# [EXERCISE INSTRUCTIONS]
Only the lines from the one containing "Expected: one point per instance of the player's raised" through the last line below should be written out, exactly and with both ends kept.

(Records of labeled points)
• • •
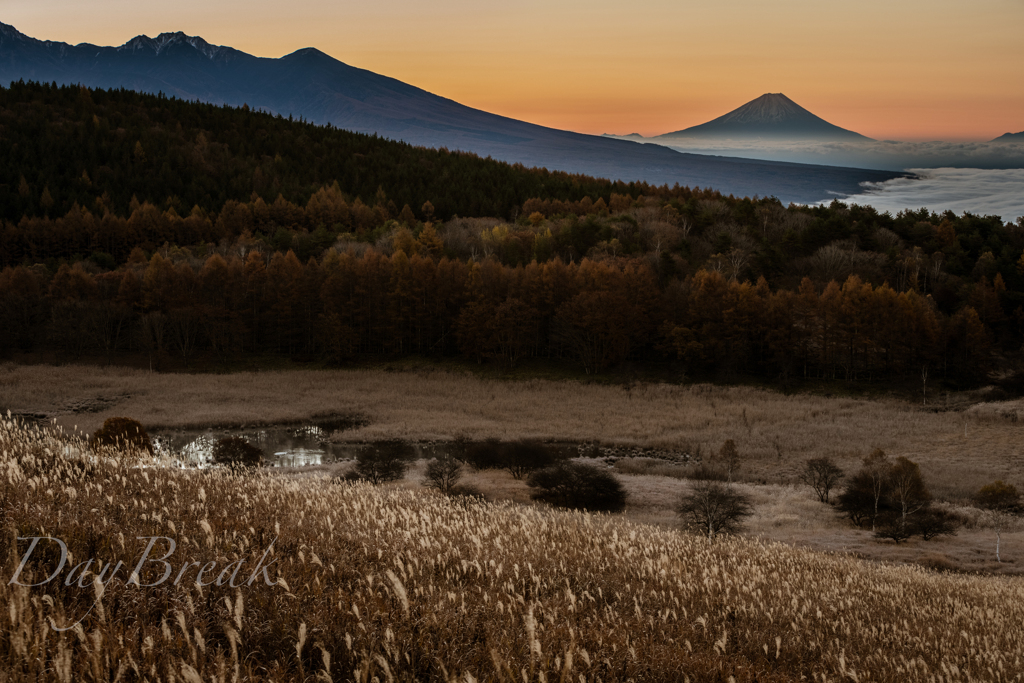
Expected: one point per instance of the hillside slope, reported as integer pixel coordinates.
(312, 85)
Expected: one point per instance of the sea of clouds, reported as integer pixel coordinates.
(885, 155)
(984, 178)
(981, 191)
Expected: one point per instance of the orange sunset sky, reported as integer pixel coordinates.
(888, 69)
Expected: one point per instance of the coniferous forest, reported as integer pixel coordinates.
(148, 227)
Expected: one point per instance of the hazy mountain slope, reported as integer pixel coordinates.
(310, 84)
(771, 116)
(1011, 137)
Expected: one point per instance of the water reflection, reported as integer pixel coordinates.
(287, 445)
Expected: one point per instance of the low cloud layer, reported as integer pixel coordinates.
(890, 156)
(980, 191)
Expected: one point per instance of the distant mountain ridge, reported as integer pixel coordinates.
(772, 116)
(310, 84)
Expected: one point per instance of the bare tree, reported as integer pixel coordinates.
(907, 488)
(876, 470)
(822, 475)
(1000, 499)
(714, 508)
(443, 474)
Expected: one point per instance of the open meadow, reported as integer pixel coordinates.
(958, 450)
(370, 583)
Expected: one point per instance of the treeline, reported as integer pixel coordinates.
(594, 313)
(144, 224)
(67, 150)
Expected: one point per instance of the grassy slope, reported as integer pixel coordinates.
(391, 583)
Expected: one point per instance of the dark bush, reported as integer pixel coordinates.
(384, 461)
(486, 456)
(237, 452)
(578, 486)
(443, 474)
(931, 522)
(122, 432)
(713, 508)
(704, 472)
(521, 458)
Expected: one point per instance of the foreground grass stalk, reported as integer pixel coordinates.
(366, 583)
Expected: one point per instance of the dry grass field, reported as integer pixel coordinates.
(388, 584)
(958, 451)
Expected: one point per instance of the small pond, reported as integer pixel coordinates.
(283, 445)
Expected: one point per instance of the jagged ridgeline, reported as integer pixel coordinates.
(99, 148)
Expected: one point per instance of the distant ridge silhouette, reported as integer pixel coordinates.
(772, 116)
(312, 85)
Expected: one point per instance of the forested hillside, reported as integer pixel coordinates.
(173, 230)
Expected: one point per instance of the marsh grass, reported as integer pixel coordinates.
(387, 583)
(774, 433)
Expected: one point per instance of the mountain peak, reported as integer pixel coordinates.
(771, 116)
(167, 40)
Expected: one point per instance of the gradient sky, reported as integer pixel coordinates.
(889, 69)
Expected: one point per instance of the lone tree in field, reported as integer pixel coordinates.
(1001, 499)
(867, 493)
(385, 461)
(578, 486)
(443, 474)
(822, 475)
(237, 452)
(714, 508)
(123, 432)
(907, 488)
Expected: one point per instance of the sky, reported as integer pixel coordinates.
(907, 70)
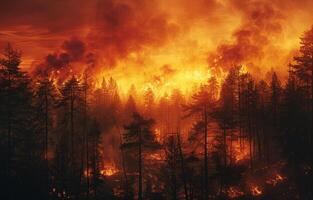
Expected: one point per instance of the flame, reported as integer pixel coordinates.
(255, 190)
(234, 192)
(157, 133)
(241, 151)
(275, 180)
(109, 170)
(155, 156)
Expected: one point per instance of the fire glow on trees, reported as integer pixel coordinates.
(211, 115)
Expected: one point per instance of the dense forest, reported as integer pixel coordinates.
(233, 138)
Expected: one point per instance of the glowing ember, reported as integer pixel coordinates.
(234, 192)
(241, 152)
(275, 180)
(87, 173)
(109, 171)
(155, 156)
(157, 133)
(255, 190)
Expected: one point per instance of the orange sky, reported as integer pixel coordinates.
(160, 39)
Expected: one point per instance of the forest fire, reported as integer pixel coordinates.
(255, 190)
(109, 170)
(275, 180)
(234, 192)
(161, 99)
(241, 150)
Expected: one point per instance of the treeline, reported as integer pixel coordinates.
(57, 137)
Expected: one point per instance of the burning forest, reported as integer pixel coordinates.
(153, 100)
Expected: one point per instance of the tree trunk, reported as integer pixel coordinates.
(140, 167)
(182, 164)
(205, 154)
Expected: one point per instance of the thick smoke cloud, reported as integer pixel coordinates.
(261, 23)
(72, 50)
(125, 27)
(235, 31)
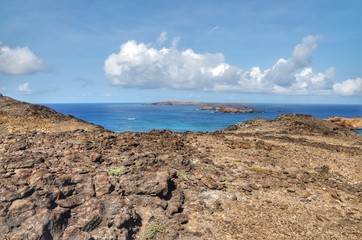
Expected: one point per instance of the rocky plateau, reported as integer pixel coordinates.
(295, 177)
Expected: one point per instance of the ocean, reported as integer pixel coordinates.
(137, 117)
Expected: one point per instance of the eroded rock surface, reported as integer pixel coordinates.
(296, 177)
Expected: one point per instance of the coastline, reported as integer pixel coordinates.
(258, 175)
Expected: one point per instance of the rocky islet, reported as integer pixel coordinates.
(293, 177)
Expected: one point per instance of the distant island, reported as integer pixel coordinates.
(351, 123)
(182, 103)
(208, 106)
(64, 178)
(230, 109)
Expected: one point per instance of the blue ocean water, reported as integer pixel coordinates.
(122, 117)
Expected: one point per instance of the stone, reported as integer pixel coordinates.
(247, 188)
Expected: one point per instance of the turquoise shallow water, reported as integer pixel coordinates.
(121, 117)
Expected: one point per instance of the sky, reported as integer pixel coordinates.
(249, 51)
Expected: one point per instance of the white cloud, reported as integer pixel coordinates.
(349, 87)
(162, 38)
(212, 30)
(138, 65)
(18, 61)
(24, 88)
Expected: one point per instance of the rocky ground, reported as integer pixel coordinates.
(296, 177)
(351, 123)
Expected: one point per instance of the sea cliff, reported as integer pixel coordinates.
(295, 177)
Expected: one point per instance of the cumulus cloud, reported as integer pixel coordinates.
(19, 61)
(162, 38)
(212, 30)
(138, 65)
(24, 88)
(349, 87)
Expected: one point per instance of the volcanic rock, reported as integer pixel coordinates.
(296, 177)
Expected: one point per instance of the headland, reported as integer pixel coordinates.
(295, 177)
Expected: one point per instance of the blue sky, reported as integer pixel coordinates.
(302, 51)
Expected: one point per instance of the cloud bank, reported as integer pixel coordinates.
(24, 88)
(19, 61)
(138, 65)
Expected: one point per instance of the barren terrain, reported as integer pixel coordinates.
(296, 177)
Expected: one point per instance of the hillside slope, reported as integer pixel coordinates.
(296, 177)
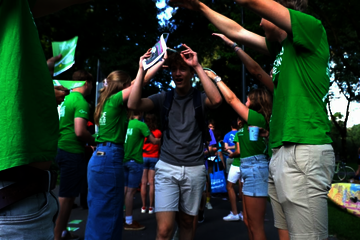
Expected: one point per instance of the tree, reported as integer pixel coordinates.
(342, 25)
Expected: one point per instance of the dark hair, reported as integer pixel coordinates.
(174, 59)
(299, 5)
(261, 102)
(115, 83)
(82, 75)
(150, 120)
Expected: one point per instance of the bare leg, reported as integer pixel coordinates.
(232, 197)
(185, 226)
(255, 208)
(64, 215)
(143, 187)
(151, 175)
(165, 225)
(129, 197)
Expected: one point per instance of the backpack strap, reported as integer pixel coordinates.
(169, 97)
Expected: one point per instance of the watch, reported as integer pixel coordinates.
(217, 79)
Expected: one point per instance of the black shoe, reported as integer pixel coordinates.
(201, 217)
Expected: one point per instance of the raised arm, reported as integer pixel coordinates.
(230, 97)
(252, 66)
(271, 11)
(213, 97)
(225, 25)
(46, 7)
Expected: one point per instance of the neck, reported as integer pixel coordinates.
(183, 91)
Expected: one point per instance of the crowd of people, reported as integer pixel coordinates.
(289, 112)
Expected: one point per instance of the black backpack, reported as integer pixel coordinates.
(199, 115)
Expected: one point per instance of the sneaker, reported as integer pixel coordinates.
(135, 226)
(201, 217)
(151, 210)
(231, 217)
(67, 235)
(241, 216)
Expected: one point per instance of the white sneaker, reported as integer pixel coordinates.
(241, 216)
(151, 210)
(231, 217)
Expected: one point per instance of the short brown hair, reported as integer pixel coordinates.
(299, 5)
(82, 75)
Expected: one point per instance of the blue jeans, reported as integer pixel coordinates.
(106, 193)
(31, 218)
(255, 172)
(132, 174)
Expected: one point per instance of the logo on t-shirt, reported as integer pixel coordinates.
(102, 120)
(277, 63)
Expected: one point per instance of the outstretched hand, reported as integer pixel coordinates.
(224, 38)
(51, 63)
(189, 57)
(145, 56)
(189, 4)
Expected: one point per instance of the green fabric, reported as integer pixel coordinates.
(28, 116)
(301, 84)
(113, 120)
(74, 106)
(134, 141)
(250, 148)
(236, 161)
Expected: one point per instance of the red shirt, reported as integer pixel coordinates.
(149, 149)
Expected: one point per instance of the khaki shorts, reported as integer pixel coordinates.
(178, 187)
(299, 180)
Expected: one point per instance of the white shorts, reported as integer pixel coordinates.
(234, 174)
(178, 187)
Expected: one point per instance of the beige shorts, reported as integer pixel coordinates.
(178, 187)
(299, 180)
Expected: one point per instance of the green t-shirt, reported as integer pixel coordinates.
(74, 106)
(134, 140)
(301, 84)
(250, 148)
(236, 162)
(113, 120)
(28, 115)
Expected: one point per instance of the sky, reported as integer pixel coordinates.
(337, 105)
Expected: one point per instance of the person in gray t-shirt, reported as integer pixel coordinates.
(180, 172)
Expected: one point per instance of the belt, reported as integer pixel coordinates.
(27, 181)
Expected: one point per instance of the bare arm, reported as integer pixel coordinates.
(81, 132)
(46, 7)
(227, 26)
(231, 98)
(237, 151)
(252, 66)
(271, 11)
(213, 97)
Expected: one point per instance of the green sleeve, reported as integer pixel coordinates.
(82, 110)
(307, 31)
(256, 119)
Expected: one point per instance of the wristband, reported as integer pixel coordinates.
(217, 79)
(234, 45)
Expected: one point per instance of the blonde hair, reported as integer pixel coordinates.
(116, 82)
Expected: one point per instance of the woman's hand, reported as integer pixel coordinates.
(145, 56)
(224, 38)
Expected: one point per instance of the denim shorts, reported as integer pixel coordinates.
(149, 163)
(72, 172)
(31, 218)
(255, 172)
(106, 193)
(132, 174)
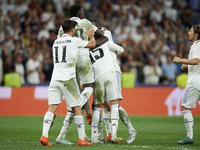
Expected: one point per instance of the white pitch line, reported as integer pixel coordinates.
(150, 147)
(118, 145)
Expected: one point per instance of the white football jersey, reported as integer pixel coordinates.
(65, 50)
(115, 51)
(101, 60)
(82, 26)
(194, 70)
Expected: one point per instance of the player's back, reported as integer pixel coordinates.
(101, 60)
(65, 50)
(108, 34)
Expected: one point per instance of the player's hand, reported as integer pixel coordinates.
(176, 59)
(184, 67)
(90, 33)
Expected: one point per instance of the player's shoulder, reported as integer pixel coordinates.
(85, 21)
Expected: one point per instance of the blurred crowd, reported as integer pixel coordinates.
(152, 32)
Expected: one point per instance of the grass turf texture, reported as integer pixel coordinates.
(154, 133)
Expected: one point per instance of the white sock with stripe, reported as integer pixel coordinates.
(48, 117)
(85, 95)
(95, 122)
(188, 120)
(66, 125)
(114, 118)
(107, 121)
(79, 121)
(125, 119)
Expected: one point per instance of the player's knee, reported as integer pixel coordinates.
(183, 108)
(88, 85)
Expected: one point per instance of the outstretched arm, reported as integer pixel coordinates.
(193, 61)
(101, 39)
(116, 48)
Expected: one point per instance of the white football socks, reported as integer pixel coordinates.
(100, 128)
(86, 108)
(85, 95)
(114, 118)
(48, 117)
(107, 121)
(125, 119)
(66, 125)
(79, 121)
(188, 120)
(95, 122)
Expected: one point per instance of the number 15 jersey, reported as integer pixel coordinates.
(101, 60)
(65, 50)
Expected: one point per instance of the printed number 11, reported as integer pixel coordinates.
(63, 54)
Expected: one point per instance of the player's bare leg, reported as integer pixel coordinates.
(100, 130)
(66, 125)
(132, 133)
(114, 119)
(107, 122)
(188, 120)
(85, 95)
(95, 122)
(48, 117)
(79, 121)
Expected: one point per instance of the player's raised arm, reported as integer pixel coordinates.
(101, 39)
(193, 61)
(116, 48)
(91, 43)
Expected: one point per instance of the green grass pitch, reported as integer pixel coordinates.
(154, 133)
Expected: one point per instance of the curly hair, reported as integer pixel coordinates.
(196, 29)
(74, 10)
(68, 24)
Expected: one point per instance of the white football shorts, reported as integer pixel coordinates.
(69, 89)
(84, 69)
(190, 97)
(106, 88)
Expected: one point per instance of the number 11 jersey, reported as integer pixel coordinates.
• • •
# [WRITTEN ANSWER]
Expected: one point per instance of the player's raised arm, reported as integer pixel coordinates.
(101, 39)
(193, 61)
(116, 48)
(91, 43)
Expected: one point per instance of the green grass pitch, reported as integer pixel coordinates.
(154, 133)
Expected: one point per instance of the curly hair, reported as integer pixel coordinates.
(196, 29)
(74, 10)
(68, 24)
Expected: one point per instance of the white football shorts, reported as integer pixel coordinates.
(69, 89)
(84, 69)
(190, 97)
(106, 88)
Expected: one point per instance of the number 11 jersey, reported as integer pixel coordinates.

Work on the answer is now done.